[Lines of data]
------------------------

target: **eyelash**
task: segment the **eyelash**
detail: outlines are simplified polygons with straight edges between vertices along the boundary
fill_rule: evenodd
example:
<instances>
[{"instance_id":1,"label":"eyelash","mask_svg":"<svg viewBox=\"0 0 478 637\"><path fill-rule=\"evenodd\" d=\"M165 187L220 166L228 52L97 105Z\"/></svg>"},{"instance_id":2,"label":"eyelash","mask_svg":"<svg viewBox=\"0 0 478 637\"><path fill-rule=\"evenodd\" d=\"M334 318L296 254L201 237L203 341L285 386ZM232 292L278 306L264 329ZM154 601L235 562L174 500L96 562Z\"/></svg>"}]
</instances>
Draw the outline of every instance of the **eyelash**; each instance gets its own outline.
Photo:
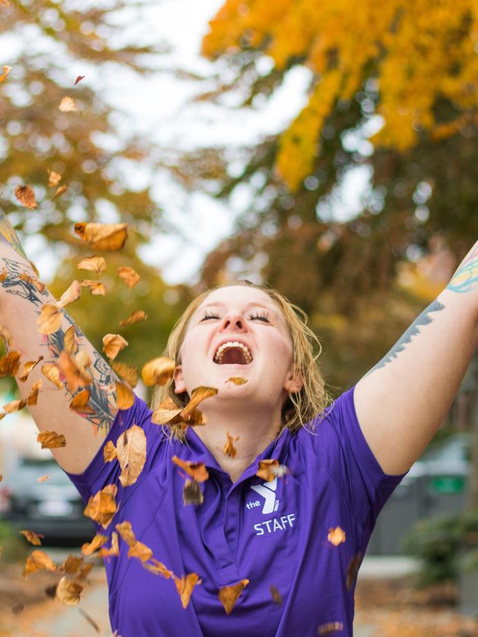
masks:
<instances>
[{"instance_id":1,"label":"eyelash","mask_svg":"<svg viewBox=\"0 0 478 637\"><path fill-rule=\"evenodd\" d=\"M201 321L206 321L208 318L219 318L218 314L209 314L207 312L204 314ZM256 314L251 313L249 315L249 320L252 318L258 318L260 321L263 321L264 323L270 323L269 318L269 314L267 312L263 311L262 312L256 312Z\"/></svg>"}]
</instances>

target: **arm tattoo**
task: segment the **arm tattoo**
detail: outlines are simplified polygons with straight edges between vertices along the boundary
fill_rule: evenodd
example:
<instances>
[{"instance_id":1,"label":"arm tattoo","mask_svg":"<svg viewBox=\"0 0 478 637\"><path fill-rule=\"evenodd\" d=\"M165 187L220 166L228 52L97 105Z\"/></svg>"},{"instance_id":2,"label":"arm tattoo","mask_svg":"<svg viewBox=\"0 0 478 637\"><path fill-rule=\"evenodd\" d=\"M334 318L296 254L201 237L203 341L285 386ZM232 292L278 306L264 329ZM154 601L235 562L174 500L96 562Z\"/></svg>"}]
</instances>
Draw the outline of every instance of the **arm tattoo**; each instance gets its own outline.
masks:
<instances>
[{"instance_id":1,"label":"arm tattoo","mask_svg":"<svg viewBox=\"0 0 478 637\"><path fill-rule=\"evenodd\" d=\"M3 260L7 269L7 276L1 283L2 287L8 294L21 296L26 301L37 306L39 310L46 300L42 297L48 298L48 292L45 290L40 293L33 282L20 278L20 276L24 273L30 276L35 276L34 273L30 270L29 266L26 263L13 261L10 259L3 258ZM74 326L78 345L81 346L87 343L86 337L78 325L75 325L68 312L65 309L62 309L62 312L67 322L70 325ZM39 311L37 313L39 314ZM44 357L45 363L56 363L60 352L65 349L65 332L66 330L64 330L62 328L60 328L53 334L40 334L42 345L48 350L48 354ZM93 424L96 431L104 429L107 433L113 424L116 411L115 382L118 378L103 357L94 349L93 350L92 363L87 368L87 371L91 377L91 382L87 388L90 393L88 406L91 408L92 413L76 413L89 420ZM69 402L85 388L80 387L76 392L71 392L67 389L66 383L64 384L64 386L65 399Z\"/></svg>"},{"instance_id":2,"label":"arm tattoo","mask_svg":"<svg viewBox=\"0 0 478 637\"><path fill-rule=\"evenodd\" d=\"M445 305L442 305L436 300L431 303L430 305L425 307L423 312L417 316L408 330L402 334L389 353L384 356L381 361L377 363L375 367L373 367L364 377L371 374L372 372L374 372L375 370L384 367L388 363L391 363L394 359L398 358L398 355L405 350L405 345L408 343L411 343L412 337L420 334L421 330L418 329L418 325L427 325L432 322L433 318L429 316L429 314L432 312L440 312L444 309Z\"/></svg>"},{"instance_id":3,"label":"arm tattoo","mask_svg":"<svg viewBox=\"0 0 478 637\"><path fill-rule=\"evenodd\" d=\"M460 264L446 287L454 292L469 292L478 285L478 246Z\"/></svg>"}]
</instances>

------------------------

Set task: Tally the lines in the rows above that contain the string "every", treating uppercase and lowercase as distinct. Reply with the number only.

Final result: 2